Request
Can you output the lines below as a two-column CSV headed line_text and answer, with one row per line that pairs its text with its answer, each value in a single quoted field and any line breaks turned into spaces? Leave the pictures out.

Dataset records
————

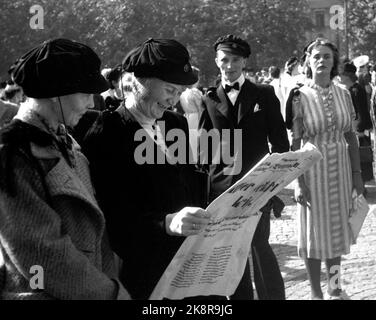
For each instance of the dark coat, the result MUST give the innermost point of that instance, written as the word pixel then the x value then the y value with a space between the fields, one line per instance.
pixel 360 101
pixel 50 218
pixel 258 117
pixel 136 198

————

Written solution
line_text,answer
"For each instance of the dark coat, the result MUST give the innermost point of that instance, written as the word pixel then the x value then the y value with a space between the fields, one line per instance.","pixel 360 101 pixel 50 218 pixel 258 117 pixel 136 198"